» **What is needed**:
The word "shirt" turns up on some lines of this data; say how many, and give no other text.

Photo-based referring expression data
########################################

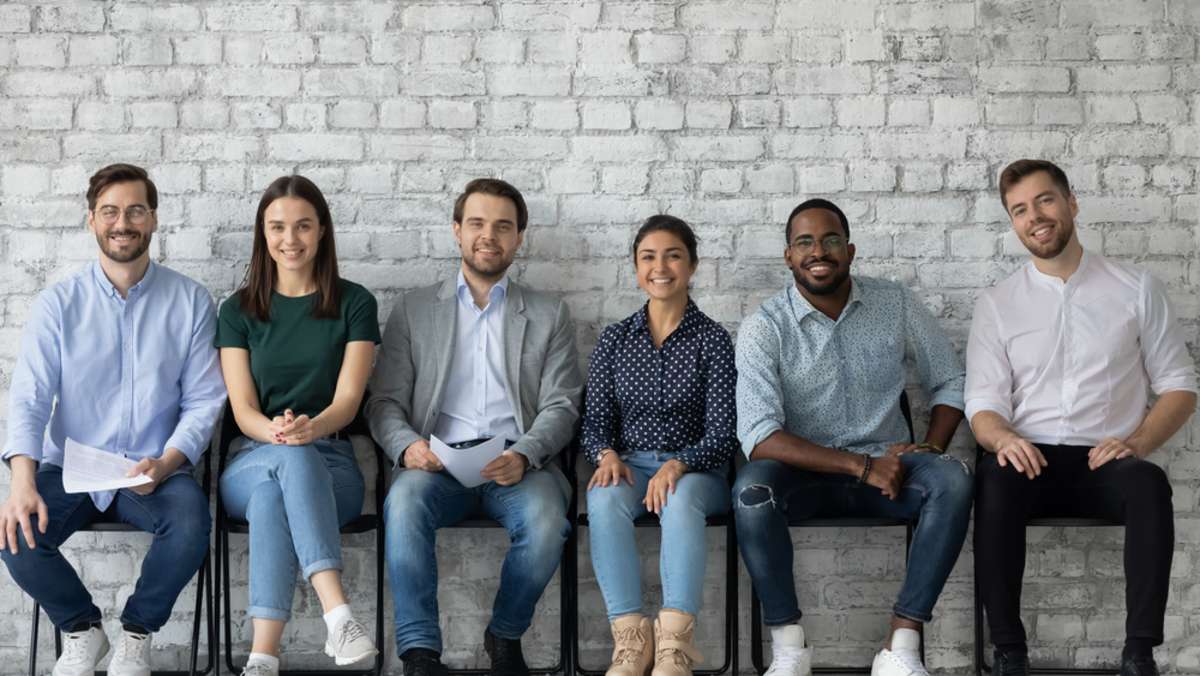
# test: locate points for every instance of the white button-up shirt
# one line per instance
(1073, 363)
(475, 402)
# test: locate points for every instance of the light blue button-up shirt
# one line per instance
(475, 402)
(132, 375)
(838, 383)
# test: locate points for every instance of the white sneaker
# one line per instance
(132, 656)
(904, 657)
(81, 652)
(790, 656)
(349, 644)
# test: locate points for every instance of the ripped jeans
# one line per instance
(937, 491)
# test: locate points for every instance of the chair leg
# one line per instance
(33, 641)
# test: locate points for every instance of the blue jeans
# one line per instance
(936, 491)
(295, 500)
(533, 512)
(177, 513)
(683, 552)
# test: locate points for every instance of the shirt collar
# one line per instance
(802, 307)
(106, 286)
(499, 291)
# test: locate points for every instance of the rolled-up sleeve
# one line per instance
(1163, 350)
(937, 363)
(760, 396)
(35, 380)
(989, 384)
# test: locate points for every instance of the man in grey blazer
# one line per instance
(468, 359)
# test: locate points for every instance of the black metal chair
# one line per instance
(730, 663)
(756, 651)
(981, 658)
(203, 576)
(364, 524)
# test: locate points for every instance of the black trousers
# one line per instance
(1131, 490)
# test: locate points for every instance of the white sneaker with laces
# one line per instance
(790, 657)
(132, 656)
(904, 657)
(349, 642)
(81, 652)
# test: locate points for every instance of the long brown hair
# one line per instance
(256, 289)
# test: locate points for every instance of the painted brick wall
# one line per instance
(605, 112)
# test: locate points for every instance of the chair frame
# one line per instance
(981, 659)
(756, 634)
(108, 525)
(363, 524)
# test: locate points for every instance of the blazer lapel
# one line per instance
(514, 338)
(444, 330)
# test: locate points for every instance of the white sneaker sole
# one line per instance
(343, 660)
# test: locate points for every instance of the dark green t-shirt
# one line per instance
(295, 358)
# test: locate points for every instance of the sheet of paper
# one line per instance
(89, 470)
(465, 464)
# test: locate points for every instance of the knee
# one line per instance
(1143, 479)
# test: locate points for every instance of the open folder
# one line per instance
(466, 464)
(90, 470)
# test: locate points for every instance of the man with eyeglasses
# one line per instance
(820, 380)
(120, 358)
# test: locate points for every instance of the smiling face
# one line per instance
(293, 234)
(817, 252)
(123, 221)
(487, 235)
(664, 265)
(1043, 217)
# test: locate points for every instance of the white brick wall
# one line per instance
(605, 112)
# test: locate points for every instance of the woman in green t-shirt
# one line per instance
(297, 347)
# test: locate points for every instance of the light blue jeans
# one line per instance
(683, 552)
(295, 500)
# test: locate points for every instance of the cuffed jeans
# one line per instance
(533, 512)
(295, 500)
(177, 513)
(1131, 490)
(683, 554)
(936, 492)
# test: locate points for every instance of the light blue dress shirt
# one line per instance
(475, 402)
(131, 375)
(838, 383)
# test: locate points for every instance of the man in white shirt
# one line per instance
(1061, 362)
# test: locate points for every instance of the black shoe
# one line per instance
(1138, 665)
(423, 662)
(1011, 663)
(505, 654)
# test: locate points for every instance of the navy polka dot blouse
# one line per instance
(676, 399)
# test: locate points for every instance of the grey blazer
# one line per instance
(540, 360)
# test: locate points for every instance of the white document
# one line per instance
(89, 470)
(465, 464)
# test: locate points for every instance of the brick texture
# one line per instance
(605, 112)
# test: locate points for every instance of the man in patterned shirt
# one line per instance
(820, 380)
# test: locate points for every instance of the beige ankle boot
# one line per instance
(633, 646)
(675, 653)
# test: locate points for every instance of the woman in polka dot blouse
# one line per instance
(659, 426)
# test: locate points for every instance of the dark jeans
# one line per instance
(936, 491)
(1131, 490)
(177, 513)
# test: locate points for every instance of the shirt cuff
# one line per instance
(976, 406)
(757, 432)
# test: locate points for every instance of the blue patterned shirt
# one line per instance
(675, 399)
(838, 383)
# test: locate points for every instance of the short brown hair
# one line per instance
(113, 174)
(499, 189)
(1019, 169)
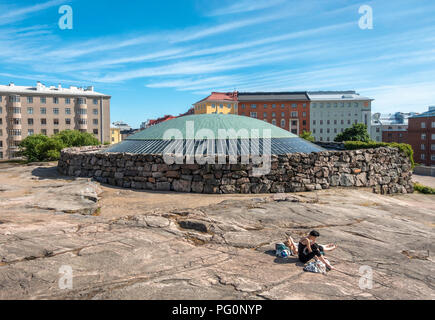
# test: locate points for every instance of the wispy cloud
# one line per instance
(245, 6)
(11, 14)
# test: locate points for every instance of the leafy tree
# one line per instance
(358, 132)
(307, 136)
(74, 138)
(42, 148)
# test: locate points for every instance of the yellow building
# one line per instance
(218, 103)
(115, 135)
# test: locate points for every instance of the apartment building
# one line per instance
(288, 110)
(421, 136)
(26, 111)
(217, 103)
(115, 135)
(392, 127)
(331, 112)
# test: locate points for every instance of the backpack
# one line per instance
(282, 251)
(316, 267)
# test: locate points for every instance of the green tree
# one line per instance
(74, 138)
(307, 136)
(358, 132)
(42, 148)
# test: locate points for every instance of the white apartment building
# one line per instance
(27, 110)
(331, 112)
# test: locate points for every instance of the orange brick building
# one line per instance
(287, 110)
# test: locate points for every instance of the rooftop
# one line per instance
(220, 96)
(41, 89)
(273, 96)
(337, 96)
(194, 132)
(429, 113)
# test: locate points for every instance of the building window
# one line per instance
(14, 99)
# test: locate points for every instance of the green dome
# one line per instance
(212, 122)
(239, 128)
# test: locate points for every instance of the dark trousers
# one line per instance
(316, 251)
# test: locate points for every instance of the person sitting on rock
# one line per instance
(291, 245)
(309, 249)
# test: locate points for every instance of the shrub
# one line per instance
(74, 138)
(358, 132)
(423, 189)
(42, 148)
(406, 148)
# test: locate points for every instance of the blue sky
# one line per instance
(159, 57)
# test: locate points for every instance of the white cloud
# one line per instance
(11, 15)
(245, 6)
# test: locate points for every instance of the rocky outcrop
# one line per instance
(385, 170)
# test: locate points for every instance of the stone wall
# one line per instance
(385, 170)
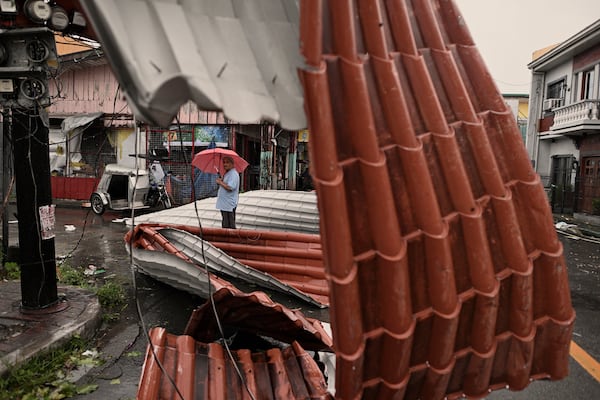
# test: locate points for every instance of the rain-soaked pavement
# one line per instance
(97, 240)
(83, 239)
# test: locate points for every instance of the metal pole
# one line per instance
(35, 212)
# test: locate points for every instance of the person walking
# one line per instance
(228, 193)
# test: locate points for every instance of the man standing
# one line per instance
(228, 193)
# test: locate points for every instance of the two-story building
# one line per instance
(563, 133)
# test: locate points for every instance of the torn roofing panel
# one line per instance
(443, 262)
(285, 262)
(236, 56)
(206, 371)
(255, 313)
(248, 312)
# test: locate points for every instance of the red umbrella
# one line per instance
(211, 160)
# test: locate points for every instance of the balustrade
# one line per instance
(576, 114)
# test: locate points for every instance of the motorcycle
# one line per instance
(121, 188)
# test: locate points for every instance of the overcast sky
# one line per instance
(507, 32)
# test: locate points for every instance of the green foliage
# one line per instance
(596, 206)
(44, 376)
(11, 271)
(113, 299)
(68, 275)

########################################

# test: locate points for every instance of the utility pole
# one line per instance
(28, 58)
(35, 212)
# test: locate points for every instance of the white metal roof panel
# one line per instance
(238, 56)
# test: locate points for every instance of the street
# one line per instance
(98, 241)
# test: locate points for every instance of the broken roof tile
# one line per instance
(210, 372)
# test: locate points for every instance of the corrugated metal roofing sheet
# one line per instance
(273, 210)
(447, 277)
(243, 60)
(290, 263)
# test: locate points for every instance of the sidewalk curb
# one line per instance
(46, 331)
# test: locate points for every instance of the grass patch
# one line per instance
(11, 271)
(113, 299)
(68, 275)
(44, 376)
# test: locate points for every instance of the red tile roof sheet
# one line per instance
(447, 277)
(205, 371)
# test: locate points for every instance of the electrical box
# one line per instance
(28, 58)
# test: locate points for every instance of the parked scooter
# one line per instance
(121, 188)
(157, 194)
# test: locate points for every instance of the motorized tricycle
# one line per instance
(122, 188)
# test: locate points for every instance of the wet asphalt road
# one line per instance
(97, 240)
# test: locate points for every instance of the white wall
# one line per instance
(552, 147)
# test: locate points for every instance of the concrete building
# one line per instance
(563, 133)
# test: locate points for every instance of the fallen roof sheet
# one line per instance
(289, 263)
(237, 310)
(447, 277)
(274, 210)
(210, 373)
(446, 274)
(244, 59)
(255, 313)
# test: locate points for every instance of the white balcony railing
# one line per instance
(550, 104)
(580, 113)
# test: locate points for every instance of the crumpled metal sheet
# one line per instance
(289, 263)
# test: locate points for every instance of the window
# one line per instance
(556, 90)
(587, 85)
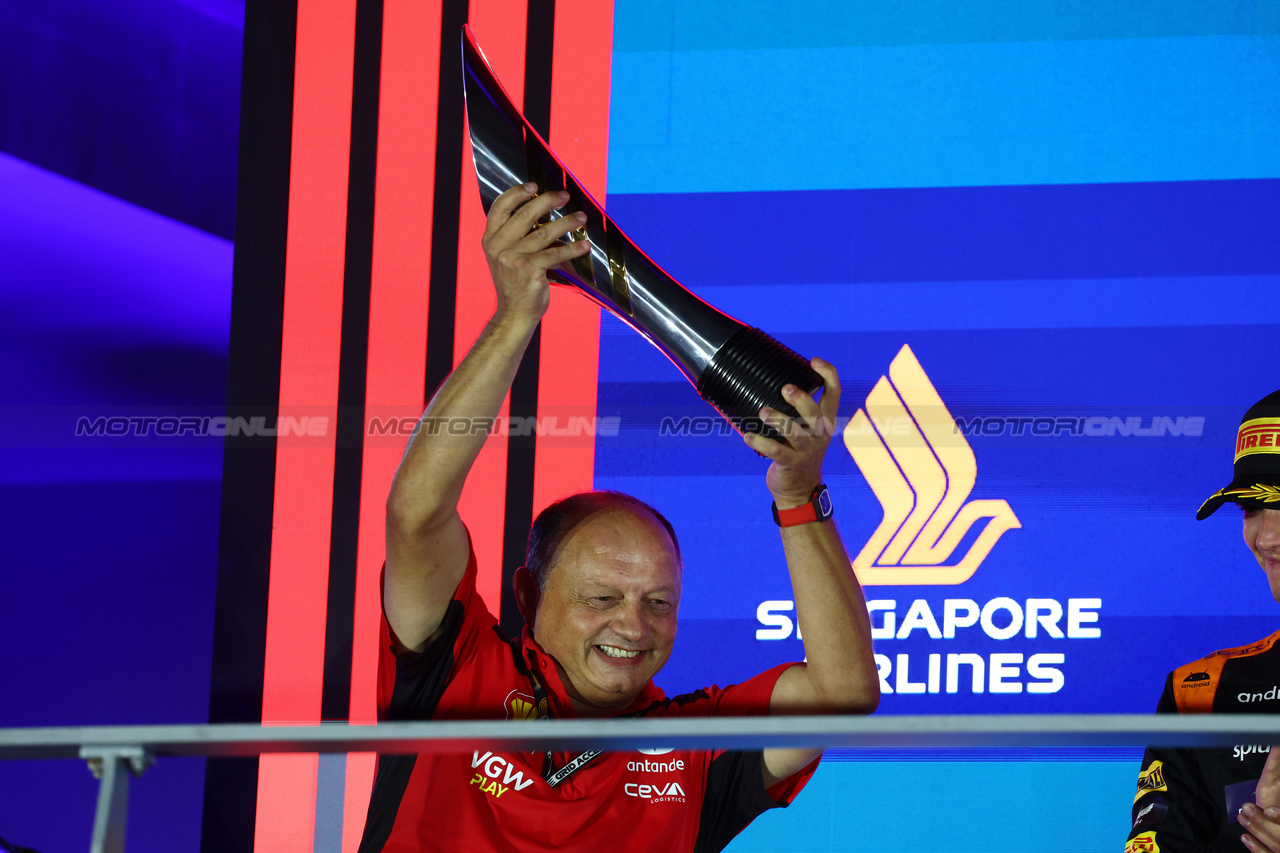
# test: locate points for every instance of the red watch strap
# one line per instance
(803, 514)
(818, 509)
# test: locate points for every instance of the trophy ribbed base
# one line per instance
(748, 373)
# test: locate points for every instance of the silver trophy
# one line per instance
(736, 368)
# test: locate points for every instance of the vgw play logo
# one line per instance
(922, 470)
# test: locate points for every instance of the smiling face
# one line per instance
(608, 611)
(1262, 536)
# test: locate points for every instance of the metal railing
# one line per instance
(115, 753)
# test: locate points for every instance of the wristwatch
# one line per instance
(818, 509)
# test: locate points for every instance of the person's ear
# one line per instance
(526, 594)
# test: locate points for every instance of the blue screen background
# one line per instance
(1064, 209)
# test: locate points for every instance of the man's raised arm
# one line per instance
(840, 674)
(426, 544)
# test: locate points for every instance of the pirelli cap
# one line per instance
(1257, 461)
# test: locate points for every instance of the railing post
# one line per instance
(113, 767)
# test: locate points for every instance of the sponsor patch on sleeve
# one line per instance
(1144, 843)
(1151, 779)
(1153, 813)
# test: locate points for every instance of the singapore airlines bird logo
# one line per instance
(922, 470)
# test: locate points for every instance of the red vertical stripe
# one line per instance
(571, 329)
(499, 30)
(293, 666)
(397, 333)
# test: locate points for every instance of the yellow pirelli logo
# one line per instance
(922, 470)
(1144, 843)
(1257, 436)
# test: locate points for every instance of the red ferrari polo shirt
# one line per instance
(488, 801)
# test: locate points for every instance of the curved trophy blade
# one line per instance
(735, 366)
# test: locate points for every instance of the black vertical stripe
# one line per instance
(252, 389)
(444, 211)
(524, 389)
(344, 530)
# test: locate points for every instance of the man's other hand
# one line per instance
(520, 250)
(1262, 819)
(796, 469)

########################################

» **Response to this exercise**:
11